** PASSAGE PRÉSENTÉ **
· · ·

Pendant cette excursion nous avions tués, entre autre gibier, un héron blanc et un animal des plus curieux, le vampire calédonien.

Ce vampire ou roussette, une petite chauve-souris et le rat, sont les seuls mammifères propres à cette île. Le corps de la roussette a vingt-cinq centimètres de longueur ; sa tête grosse, à oreilles courtes, recouvertes de longs poils au sommet, terminée par un museau pointu, armée de dents formidables, rappelle, en miniature, la tête de l’ours ou du renard ; ses yeux sont noirs, vifs et intelligents ; tout son corps est couvert d’une fourrure fauve et noire, formée de poils assez longs ; son aile est une membrane noire de trente-cinq centimètres de longueur, garnie de petits os qui courent en divergeant comme de longs bras soudés à la membrane et se terminent par une griffe solide servant à l’animal à s’accrocher aux branches.

La femelle ne produit à la fois qu’un petit qui se tient collé au ventre de sa mère assez longtemps. Lorsqu’il est déjà fort, son poids entrave le vol de la mère et quelquefois on peut tuer ces deux pauvres créatures à coups de pierre sur les branches où elles se tiennent comme sur un point favorable pour prendre leur vol et s’enfuir. Pendant la saison qui précède la maternité, au commencement de la nuit, le mâle et la femelle décrivent des rondes fantastiques dans les airs avec accompagnement de cris discords, aigres et retentissants.

Cet animal vit ordinairement dans les montagnes et au milieu de l’obscurité des hautes forêts ; il se nourrit de graines. Lors de la fructification des niaoulis qui couvrent la campagne, les roussettes sortent de toutes parts des bois, au coucher du soleil, et viennent s’abattre sur ces arbres pour en dévorer les graines.

Les fruits mêmes du cocotier ne sont pas épargnés par le vampire.

Comme tous les animaux frugivores, la roussette est bonne à manger ; le goût de sa chair rappelle celui du lapin ; le kanak en est très-friand, mais l’idée seule d’y porter la dent répugne à beaucoup d’Européens.

· · ·

Données d'annotation par points sur photos:
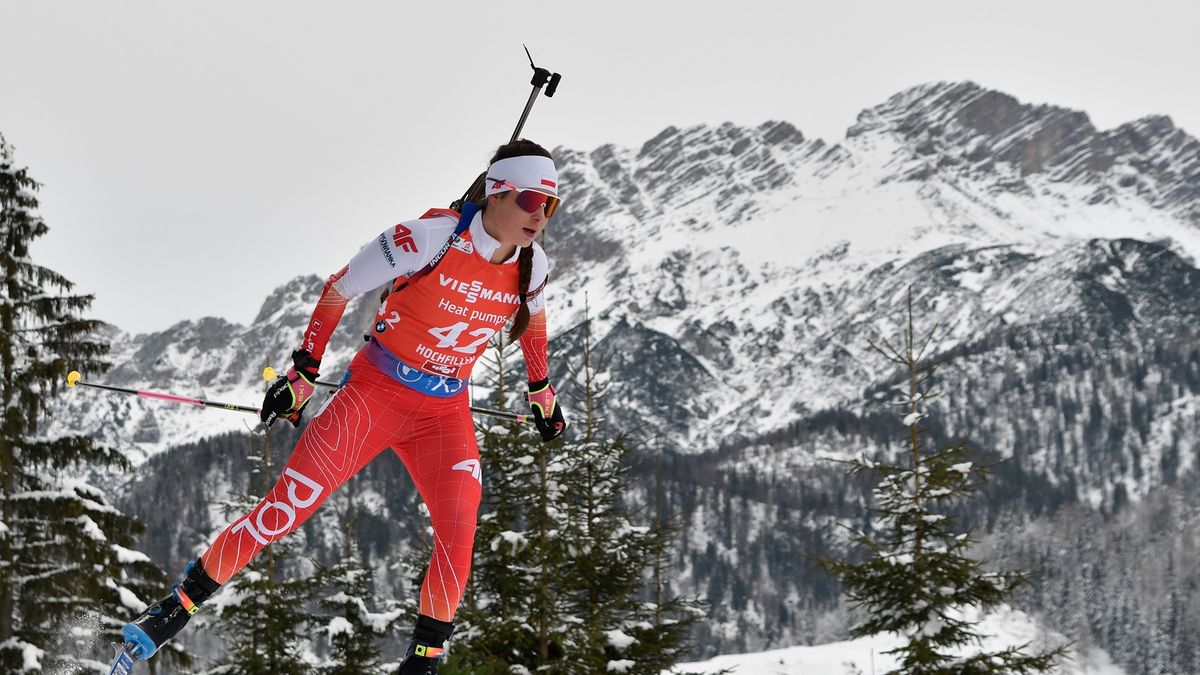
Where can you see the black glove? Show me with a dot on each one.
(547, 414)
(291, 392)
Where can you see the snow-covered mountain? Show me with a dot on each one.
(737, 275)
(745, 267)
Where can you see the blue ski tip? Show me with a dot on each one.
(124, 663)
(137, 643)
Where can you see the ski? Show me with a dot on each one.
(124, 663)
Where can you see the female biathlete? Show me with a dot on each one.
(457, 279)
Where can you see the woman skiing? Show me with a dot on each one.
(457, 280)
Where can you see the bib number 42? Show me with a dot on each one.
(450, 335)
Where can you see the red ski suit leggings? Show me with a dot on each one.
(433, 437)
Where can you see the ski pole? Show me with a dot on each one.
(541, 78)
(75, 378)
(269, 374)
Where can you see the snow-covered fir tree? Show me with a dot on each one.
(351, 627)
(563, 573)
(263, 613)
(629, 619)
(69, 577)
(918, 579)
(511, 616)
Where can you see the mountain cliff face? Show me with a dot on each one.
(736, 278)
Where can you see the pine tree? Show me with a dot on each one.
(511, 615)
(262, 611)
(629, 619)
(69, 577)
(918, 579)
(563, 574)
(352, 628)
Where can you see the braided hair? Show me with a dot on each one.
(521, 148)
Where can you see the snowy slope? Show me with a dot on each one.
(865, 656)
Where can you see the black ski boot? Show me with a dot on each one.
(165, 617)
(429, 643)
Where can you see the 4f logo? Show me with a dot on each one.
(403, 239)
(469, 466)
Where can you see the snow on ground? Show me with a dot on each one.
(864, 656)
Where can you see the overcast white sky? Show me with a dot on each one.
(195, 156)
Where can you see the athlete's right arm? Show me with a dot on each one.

· · ·

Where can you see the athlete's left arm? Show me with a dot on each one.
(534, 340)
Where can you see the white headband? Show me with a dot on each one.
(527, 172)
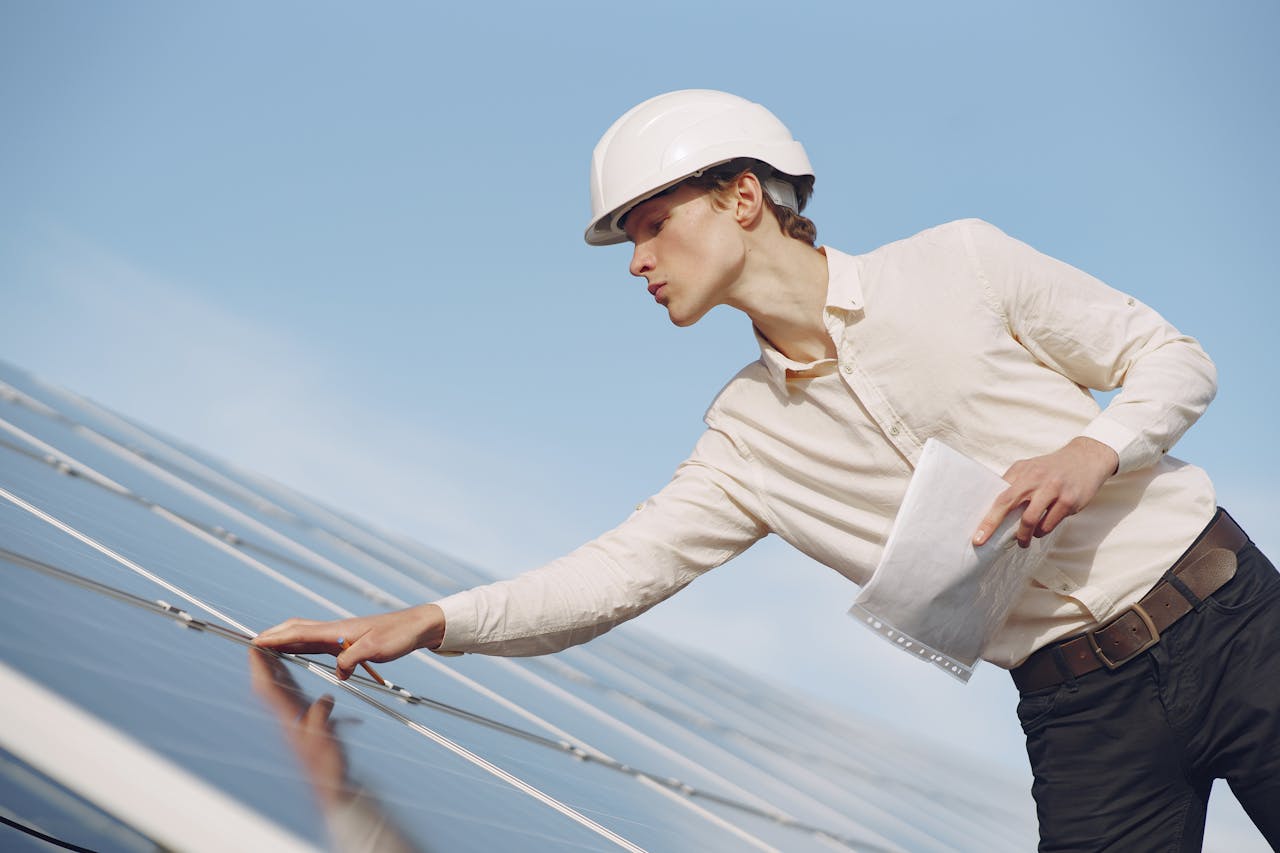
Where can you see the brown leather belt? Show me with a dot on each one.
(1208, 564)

· · ·

** CONSIGNE A **
Recopiez le passage sur la roussette de « La femelle ne » jusqu'à « dévorer les graines. » inclus, en substituant « pins » à « niaoulis ».
** CONSIGNE B **
Pour chaque affirmation, indiquez si elle concorde avec le passage sur la roussette en répondant oui ou non, puis citez les mots du texte qui le montrent.
(i) La femelle met au monde plusieurs petits à la fois.
(ii) La roussette se nourrit de graines.
(iii) Le goût de sa chair rappelle celui du poulet.
** CONSIGNE C **
Répondez brièvement à ces questions sur le passage sur la roussette.
(i) Quelle est la longueur du corps de la roussette ?
(ii) Où cet animal vit-il ordinairement ?
(iii) Les fruits de quel arbre ne sont pas épargnés par le vampire ?

** RÉPONSE COMPLÈTE A **
La femelle ne produit à la fois qu’un petit qui se tient collé au ventre de sa mère assez longtemps. Lorsqu’il est déjà fort, son poids entrave le vol de la mère et quelquefois on peut tuer ces deux pauvres créatures à coups de pierre sur les branches où elles se tiennent comme sur un point favorable pour prendre leur vol et s’enfuir. Pendant la saison qui précède la maternité, au commencement de la nuit, le mâle et la femelle décrivent des rondes fantastiques dans les airs avec accompagnement de cris discords, aigres et retentissants.

Cet animal vit ordinairement dans les montagnes et au milieu de l’obscurité des hautes forêts ; il se nourrit de graines. Lors de la fructification des pins qui couvrent la campagne, les roussettes sortent de toutes parts des bois, au coucher du soleil, et viennent s’abattre sur ces arbres pour en dévorer les graines.

** RÉPONSE COMPLÈTE B **
(i) Non : « La femelle ne produit à la fois qu’un petit »
(ii) Oui : « il se nourrit de graines »
(iii) Non : « le goût de sa chair rappelle celui du lapin »

** RÉPONSE COMPLÈTE C **
(i) Vingt-cinq centimètres.
(ii) Dans les montagnes et au milieu de l’obscurité des hautes forêts.
(iii) Le cocotier.